**Goal**
Continue the forum thread about mathematical induction from where it stops.

**Text shown**
— BEGIN —
REEEEEE

How is mathematical induction even possible?

"Let's assume the induction hypothesis is true for any integer n"

> not proving this statement

That is why you have a base case.

First you show that its true for n=1
And then show that if its true for n (like n=1) its true for n+1.
Putting them together shows that n=2 is true, which implies n=3, which implies n=4, etc

So, using an unproven statement (the hypothesis), you construct another unproven statement during the induction step, which suddenly becomes valid due to the base case?

Just read about the axiom of induction. I don't believe it. It's unintuitive black magic. What happens if I negate or omit it?

It is like climbing a ladder.
One must be on the ladder. (Establish base case.)

If one knew that one were on a ladder, one could proceed to the next step, provided it were explained how to take that step, given the aforementioned assumption that one be on the ladder in the first place.

Thats why you prove the two statements.
They lead to a more general idea
You can't prove things for countably infinite sets
:^)

Does this relate to mathematical constructivism?

Well ordering principle is perfectly reasonable but it's surprising it cannot be proved from the other axioms.

You can prove it if you take a complete ordered field as a given, ironically.

I would assert that the result obtained from the inductive step is not a proof, because the hypothesis, the fact that it is true for all integers, was not proved.

you're not getting it.
you prove 2 things:
P(1)
P(n) => P(n+1)
having those two, you can prove P(5) by using
P(1) & P(1) => P(2) & P(2) => P(3) & ....
— END —
**Supplied information**
— BEGIN —
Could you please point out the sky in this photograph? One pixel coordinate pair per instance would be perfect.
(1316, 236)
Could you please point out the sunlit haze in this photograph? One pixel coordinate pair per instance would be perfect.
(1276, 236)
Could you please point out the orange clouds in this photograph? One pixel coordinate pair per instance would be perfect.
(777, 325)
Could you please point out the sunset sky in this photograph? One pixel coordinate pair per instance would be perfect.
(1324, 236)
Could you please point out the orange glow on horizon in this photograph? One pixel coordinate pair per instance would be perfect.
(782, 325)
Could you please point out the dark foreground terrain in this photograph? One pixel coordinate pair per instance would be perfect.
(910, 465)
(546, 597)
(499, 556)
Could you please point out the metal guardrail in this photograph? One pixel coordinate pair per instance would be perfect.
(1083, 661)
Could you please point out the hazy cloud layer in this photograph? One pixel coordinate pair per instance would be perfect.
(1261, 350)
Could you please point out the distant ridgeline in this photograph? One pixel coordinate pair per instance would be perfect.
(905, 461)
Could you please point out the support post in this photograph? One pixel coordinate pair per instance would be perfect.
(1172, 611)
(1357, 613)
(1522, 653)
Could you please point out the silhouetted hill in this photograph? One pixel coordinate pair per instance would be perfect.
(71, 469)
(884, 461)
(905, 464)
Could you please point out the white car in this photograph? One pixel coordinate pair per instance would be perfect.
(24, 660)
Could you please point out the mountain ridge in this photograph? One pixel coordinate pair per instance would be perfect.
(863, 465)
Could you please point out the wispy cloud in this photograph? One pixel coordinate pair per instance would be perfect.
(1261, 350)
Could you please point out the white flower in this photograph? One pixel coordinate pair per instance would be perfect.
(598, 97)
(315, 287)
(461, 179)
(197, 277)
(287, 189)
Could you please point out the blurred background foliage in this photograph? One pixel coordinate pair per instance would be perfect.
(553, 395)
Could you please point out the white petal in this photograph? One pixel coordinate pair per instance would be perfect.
— END —
**Solved exercise**
and same for any integer

Wouldn't it be necessary to prove that P(n) is true for all n?

> inb4 "the P(1) base case is true, thus making the precedent true"
then it's obviously not proven for all other n, thus preventing the "domino effect"

Assume it's not true, then there exists a smaller integer n for which it fails(by well ordering). But then its true for n-1 and by induction proof it's true for n, a contradiction, therefore it's true for all n.

QED,

I was wrong, I meant to say natural number.

no.
you have proved that P(1) and that P(n) implies P(n+1).
thus P(1) => P(2) and P(2) is true
so then P(2) => P(3) and P(3) is true

and so on
come on man

You fucking retard.
If you prove P=>Q, you've proven nothing about P or Q on their own. So when you show P(n)=>P(n+1), you're only showing that a certain relationship must hold in the situation that P(n) happens to be true. You are not saying that P(n) itself is true. However, the base case comes in handy because (P^(P=>Q))=>Q necessarily, so P(base)^(P(n)=>P(n+1)) necessarily implies P(base + 1)

There's a few things that is going on. First of all, the inductive hypothesis states "Let n be an integer. If theorem is true for n, then theorem is true for n+1." This is different from saying that the theorem is true for all n. It is only stating that the theorem is true for a case in which the preceding case is true. Proving that the inductive hypothesis is true is a completely valid step, as it alone does not prove the theorem. In order to use the inductive hypothesis, you need a base case, which allows for your "domino effect".

Ok. But ladders end and the snake will eventually fall of because of his belief in induction.

...

thanks a lot

So does induction rely on the axiom of induction or is the latter only the formalisation of a true statement that can be proved otherwise (but why is it called an axiom then)?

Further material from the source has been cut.